ENTRIES PROVIDED:
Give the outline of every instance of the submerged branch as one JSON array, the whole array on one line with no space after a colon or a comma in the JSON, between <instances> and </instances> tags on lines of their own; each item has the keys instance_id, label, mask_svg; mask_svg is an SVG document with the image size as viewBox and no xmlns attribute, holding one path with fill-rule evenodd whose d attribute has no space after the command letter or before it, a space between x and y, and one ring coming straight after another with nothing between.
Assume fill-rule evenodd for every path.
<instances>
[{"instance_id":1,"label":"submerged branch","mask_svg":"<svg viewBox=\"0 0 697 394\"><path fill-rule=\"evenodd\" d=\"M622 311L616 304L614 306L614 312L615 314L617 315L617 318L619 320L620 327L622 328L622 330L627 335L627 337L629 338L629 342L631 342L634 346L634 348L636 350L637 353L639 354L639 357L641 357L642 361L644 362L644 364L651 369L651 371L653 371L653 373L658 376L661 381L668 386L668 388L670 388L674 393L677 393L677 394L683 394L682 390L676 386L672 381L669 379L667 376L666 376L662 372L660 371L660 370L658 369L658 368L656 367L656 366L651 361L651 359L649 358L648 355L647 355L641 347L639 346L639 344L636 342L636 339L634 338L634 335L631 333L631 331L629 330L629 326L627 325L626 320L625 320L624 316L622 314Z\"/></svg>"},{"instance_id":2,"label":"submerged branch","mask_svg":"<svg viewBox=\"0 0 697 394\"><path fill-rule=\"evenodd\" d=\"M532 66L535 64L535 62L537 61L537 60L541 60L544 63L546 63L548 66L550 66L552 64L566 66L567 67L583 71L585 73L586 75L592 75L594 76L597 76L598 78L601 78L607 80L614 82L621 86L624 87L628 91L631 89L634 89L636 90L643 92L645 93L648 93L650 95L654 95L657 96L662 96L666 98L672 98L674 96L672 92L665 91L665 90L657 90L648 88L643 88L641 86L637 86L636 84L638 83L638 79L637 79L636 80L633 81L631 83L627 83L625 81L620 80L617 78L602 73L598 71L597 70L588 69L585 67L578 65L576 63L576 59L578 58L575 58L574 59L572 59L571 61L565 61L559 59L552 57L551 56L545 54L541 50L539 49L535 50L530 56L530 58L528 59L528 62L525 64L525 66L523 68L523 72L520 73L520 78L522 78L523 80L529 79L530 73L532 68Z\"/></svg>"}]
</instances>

TASK: List every line of the material that contains the word "Assume".

THE RESPONSE:
Assume fill-rule evenodd for every path.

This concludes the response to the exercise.